Tasks and exercises:
1. Please write out the part of the bushfire report starting with "The emergency warning, issued" and going on through "on the fire.".
2. Decide whether each statement agrees with the bushfire report, answering yes or no and quoting the words of the report that settle it. (a) The emergency warning was issued at 7:30pm. (b) Christine Andersen is staying with her sister in Myrtleford. (c) The Latchford Barracks in Bonegilla is still accepting people.

Provided text:
·····

Emergency authorities strongly recommended residents in Buffalo Creek, Buffalo River, Merriang, Merriang South and Nug Nug leave the area immediately.

Across the state there are a further 16 fires at watch and act level.

The emergency warning, issued at 8:50pm, said the fire was spotting into the Nug Nug area and was travelling in a northerly direction up the Buffalo Valley.

Fire crews and aircraft were actively working on the fire.

An evacuation warning, issued at 7:30pm, said if the fire started to produce its own convection column there would be “high potential” for spotting into the Buffalo Valley.

A relief centre is open at the Myrtleford Senior Citizens Centre on Smith Street, while the Latchford Barracks in Bonegilla is full and no longer accepting people.

Christine Andersen said conditions were bad when she left her property at Buffalo River around midday.

“I couldn’t see much in front of me from the smoke, [there was] ash everywhere and you could see the fires through the smoke down the road,” she said.

She is staying with her sister in nearby Myrtleford. It is the third time she has been evacuated this season.

“I’m just renting so I’m not going to stay … it would be awful to wake up in the middle of the night and have flames round the place,” she said.

Incident controller Michael Masters told ABC Goulburn-Murray wind speeds of up to 50kph combined with fire activity would increase the fire’s intensity “significantly”.

“For local residents, they would be well aware of what I’m talking about between three and four o’clock yesterday afternoon there was a really large plume development over the top of Mount Buffalo,” he said.

Mr Masters said intense heat would create a convection column, caused by air moving rapidly upwards and sucking fuel up with it, such as leaf litter, bark and small twigs.

“And the risk of that is there’s a lot of small pieces of burning material suspended in the atmosphere,” he said.

“The convection column can push through the inversion layer and actually lean over or be pushed over by the wind and those pieces of burning material can drop out in front of the fire front and start new fires.”

·····

Data rows:

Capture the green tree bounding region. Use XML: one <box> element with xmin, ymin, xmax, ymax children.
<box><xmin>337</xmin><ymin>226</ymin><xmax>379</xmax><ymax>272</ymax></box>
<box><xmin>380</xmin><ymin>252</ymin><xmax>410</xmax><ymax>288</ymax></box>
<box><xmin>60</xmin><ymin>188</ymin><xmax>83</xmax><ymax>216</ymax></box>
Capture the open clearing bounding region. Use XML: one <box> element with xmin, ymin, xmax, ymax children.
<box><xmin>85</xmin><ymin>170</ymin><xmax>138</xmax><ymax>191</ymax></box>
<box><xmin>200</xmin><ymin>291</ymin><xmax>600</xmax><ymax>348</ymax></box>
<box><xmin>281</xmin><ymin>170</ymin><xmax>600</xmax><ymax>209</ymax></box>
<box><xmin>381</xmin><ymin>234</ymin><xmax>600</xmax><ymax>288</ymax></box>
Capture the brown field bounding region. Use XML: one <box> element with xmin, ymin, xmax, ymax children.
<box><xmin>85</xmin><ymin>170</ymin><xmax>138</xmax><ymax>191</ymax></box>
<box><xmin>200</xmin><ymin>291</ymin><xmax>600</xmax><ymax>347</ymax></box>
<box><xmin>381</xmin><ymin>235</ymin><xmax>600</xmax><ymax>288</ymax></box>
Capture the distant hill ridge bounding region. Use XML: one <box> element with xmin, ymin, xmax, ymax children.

·····

Task-by-task solutions:
1.
The emergency warning, issued at 8:50pm, said the fire was spotting into the Nug Nug area and was travelling in a northerly direction up the Buffalo Valley.

Fire crews and aircraft were actively working on the fire.

2.
(a) No: "The emergency warning, issued at 8:50pm"
(b) Yes: "She is staying with her sister in nearby Myrtleford."
(c) No: "the Latchford Barracks in Bonegilla is full and no longer accepting people."